:: Work to be completed ::
Copy the lines verbatim, beginning with the line that contains "(43, 98), using the photo above." and continuing through the end of the data, and only those lines.

═════ Given data ═════

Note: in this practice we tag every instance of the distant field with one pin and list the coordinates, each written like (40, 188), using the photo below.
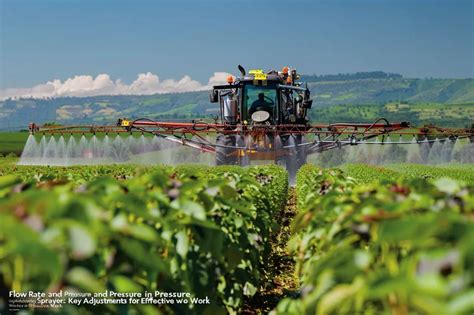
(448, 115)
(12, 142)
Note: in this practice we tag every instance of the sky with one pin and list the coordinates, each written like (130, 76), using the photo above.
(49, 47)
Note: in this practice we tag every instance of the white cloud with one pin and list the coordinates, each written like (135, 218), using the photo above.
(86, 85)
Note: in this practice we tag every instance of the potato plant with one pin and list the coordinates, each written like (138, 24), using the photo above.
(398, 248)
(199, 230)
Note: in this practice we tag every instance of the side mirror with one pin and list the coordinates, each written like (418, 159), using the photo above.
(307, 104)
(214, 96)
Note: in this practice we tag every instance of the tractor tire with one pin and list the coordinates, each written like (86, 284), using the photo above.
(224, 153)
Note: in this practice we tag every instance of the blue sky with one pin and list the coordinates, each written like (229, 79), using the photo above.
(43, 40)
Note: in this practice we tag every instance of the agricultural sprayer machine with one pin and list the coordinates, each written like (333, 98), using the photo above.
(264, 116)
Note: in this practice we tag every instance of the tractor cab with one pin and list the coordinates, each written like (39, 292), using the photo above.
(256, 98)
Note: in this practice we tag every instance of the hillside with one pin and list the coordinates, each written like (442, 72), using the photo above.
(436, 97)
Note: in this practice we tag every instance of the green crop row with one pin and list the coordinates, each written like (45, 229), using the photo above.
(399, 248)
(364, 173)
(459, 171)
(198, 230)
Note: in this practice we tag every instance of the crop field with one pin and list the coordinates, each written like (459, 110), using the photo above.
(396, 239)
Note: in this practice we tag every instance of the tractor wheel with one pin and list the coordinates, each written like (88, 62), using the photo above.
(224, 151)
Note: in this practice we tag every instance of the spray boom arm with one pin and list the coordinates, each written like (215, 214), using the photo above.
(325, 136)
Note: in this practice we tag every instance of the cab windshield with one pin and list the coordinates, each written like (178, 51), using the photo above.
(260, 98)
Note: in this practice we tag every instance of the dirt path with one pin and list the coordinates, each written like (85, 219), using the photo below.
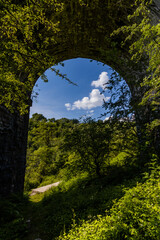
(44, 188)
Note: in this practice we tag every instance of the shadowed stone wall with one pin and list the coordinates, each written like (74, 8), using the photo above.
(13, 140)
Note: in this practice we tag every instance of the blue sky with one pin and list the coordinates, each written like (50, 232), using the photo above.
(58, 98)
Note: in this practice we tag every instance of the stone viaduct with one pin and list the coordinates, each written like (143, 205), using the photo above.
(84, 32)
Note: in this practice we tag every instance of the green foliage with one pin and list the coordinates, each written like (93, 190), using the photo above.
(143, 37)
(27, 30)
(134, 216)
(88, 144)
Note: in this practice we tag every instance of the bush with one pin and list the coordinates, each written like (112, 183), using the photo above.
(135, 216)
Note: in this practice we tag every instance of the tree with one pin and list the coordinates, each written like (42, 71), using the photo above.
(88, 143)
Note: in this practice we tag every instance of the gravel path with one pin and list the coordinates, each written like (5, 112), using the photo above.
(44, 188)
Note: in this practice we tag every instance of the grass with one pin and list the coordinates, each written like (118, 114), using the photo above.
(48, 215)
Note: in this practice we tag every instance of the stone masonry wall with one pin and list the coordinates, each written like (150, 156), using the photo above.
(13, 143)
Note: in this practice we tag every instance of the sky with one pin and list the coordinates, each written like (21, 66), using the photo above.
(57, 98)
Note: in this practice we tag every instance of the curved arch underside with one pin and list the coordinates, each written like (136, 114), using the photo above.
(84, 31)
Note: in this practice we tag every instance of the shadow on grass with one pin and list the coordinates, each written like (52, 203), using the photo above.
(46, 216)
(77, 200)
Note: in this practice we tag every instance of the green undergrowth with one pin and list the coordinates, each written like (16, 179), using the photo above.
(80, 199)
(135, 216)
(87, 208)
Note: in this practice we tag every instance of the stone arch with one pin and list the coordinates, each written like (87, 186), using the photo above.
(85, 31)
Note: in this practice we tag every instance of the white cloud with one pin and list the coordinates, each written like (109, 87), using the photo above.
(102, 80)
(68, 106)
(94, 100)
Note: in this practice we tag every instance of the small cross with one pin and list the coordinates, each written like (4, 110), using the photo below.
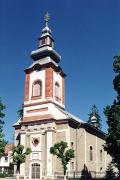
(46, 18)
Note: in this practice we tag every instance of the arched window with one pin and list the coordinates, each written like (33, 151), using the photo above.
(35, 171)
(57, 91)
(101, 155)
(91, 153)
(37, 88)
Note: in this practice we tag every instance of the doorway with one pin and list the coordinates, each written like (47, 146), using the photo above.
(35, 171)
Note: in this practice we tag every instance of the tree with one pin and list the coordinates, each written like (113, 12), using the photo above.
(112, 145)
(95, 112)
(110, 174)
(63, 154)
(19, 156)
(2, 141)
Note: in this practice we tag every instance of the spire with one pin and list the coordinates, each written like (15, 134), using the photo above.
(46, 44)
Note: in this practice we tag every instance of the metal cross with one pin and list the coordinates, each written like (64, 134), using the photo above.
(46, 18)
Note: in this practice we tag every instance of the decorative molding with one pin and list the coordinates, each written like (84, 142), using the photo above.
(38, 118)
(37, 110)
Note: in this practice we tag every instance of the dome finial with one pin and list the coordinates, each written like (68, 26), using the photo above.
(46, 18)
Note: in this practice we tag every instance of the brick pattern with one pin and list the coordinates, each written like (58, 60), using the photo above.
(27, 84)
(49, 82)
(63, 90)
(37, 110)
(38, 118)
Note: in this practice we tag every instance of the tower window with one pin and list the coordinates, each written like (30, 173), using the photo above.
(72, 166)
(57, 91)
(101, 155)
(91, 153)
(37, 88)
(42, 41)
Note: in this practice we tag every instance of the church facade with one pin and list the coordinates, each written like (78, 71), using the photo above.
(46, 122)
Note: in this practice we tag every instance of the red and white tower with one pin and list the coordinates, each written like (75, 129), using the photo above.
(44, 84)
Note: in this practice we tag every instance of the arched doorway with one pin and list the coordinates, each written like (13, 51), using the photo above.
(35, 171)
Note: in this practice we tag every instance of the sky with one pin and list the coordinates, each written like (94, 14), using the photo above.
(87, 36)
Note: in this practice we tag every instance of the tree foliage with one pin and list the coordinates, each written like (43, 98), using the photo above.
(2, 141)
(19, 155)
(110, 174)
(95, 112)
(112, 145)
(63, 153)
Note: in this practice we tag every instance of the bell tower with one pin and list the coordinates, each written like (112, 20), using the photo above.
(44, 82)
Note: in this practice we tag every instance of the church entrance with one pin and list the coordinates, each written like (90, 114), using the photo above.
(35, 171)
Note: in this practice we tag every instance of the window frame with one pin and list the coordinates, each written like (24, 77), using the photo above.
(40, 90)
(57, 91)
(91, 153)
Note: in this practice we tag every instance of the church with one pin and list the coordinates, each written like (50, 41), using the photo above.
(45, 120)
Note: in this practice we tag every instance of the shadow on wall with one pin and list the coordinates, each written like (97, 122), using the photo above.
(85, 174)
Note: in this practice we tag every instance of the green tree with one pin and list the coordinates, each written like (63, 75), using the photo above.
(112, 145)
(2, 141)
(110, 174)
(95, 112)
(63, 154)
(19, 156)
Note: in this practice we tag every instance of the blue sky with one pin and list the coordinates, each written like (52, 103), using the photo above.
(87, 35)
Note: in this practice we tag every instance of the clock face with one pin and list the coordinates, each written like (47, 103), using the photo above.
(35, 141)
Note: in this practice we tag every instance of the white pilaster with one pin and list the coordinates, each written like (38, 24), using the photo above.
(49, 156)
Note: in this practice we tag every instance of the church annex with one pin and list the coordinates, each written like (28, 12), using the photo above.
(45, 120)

═════

:: Exercise result ::
Note: in this practice we tag every instance of the tree foliage with one pin and list the coordinates, each written like (43, 98), using the photo above.
(2, 141)
(19, 155)
(110, 174)
(95, 112)
(112, 145)
(63, 153)
Note: in this practice we tag every instance of the bell tower with one pin and list the coordinates, each written like (112, 20), using the photo above.
(44, 82)
Note: in this practice we tag every instance of the church entrance with one pin and list the coordinates, each written like (90, 114), using the photo above.
(35, 171)
Note: in this practice we tag every instance of the window frame with one pin and list the coordinates, each written like (24, 77), using the photo above.
(40, 90)
(57, 91)
(91, 153)
Note: in this practice we tag every instance of the church with one pin and list the coordinates, each written like (50, 41), using the photo above.
(45, 120)
Note: in this practice we tag every instance of the shadow on wall with one pin and list the coordinates, each written like (97, 122), using the photo above.
(85, 174)
Note: in this practice we tag every instance of the green tree with one pin and list the coordinates, each written like (63, 75), using the photo above.
(112, 145)
(2, 141)
(110, 174)
(95, 112)
(63, 154)
(19, 156)
Note: in this practice we tag every instance of the blue sky with one pin and list the coordinates, each written like (52, 103), using the photo above.
(87, 35)
Note: in this practice we tag every instance of the clock face with one pin and list the coordinates, each written like (47, 103), using the photo above.
(35, 141)
Note: in this practice we tag every instance of the white pilaster with one pin and list the coordinates, each written like (38, 24), using the photo above.
(49, 156)
Note: in this practice we tag every instance of the church annex with one pin and list the coordinates, each written like (28, 12), using the photo above.
(45, 120)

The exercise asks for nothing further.